EXTRAIT CHOISI:
Avec le bonheur d’être mère, trop souvent les femmes perdent de vue leur situation financière immédiate et future et c’est à ce moment que leurs finances et leur prévoyance se détériorent.

  • Lorsqu’elles arrêtent de travailler, renonçant à toucher un revenu et à alimenter leur 2ème pilier.
  • Lorsqu’elles prennent un congé maternité prolongé: au-delà de 14 semaines, elles doivent prendre un congé non payé et perdent l’allocation maternité qui couvrait 80% de leur salaire.
  • Lorsqu’elles réduisent leur temps de travail. Là aussi, cela implique une baisse de revenu et des cotisations sur leur capital de retraite, qui impacte leur sécurité financière future.
  • Lorsqu’elles renoncent au salariat pour un statut d’indépendantes en raison individuelle: cela a aussi des conséquences sur leur prévoyance.

Comment éviter d’être pénalisée en tant que jeune mère? Nous avons interrogé trois expertes.

CONSIGNES: Rédigez la suite du texte ci-dessus sur la prévoyance des jeunes mères, en partant de sa dernière phrase.

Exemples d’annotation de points
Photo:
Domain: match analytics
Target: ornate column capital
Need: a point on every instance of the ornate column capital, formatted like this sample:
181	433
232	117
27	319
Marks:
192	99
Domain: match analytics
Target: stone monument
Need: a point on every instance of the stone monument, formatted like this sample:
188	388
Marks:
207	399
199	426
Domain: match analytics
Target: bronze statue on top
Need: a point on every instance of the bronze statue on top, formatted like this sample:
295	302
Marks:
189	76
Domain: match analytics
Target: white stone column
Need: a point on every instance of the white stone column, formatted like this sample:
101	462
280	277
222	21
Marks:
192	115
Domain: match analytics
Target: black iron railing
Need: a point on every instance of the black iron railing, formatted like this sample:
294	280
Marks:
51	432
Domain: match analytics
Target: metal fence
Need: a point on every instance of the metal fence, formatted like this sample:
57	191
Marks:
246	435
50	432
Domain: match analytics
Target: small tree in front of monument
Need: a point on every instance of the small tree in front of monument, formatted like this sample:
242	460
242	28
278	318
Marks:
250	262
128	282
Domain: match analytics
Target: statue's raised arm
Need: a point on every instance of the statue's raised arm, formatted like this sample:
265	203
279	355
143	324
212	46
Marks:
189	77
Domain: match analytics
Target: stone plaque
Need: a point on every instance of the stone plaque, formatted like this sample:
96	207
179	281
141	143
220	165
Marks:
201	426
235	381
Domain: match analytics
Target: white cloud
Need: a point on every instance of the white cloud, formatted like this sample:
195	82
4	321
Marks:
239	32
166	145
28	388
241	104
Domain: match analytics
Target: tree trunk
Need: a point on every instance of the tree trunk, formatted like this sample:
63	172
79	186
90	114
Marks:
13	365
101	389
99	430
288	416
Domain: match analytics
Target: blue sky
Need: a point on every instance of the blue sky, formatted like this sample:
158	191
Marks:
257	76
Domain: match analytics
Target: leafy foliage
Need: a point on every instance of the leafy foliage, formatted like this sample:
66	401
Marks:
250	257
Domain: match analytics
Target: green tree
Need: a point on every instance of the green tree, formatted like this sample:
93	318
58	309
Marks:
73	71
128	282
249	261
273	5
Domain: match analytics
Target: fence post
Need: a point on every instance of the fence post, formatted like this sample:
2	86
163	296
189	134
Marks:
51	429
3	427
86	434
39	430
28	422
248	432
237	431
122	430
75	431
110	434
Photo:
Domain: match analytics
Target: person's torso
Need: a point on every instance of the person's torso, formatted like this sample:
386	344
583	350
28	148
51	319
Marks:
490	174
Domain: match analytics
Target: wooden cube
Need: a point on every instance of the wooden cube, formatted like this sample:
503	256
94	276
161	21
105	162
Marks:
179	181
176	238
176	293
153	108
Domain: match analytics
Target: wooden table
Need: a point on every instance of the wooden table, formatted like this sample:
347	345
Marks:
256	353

CORRIGÉ:
Planification financière indispensable

«La maternité n’est pas juste un bonheur absolu, elle doit aussi s’accompagner d’une planification financière», souligne Manuela Honegger, mentor et coach en matière de questions économiques pour les femmes. Constat partagé par Françoise Piron, ingénieure EPFL et directrice de la Fondation Pacte qui promeut les femmes dans l’économie. «Les jeunes mères sont pénalisées au niveau de leurs finances d’abord parce qu’elles ne s’en préoccupent pas. Elles n’ont pas conscience de l’impact financier, car elles sont prises dans l’euphorie de la maternité.»

Manuela Honegger encourage les jeunes mères qui sont en congé maternité prolongé à garder la tête froide par rapport à leur situation financière. «Les femmes ont tendance à penser qu’elles doivent renoncer à un travail payé pour être à 100% avec leur enfant, poursuit-elle. Elles oublient que ce sont seulement quelques années durant lesquelles les enfants sont en bas âge et qu’elles opèrent des choix cruciaux pour leur carrière. Je leur conseille de prendre leur planification financière en main le plus tôt possible.»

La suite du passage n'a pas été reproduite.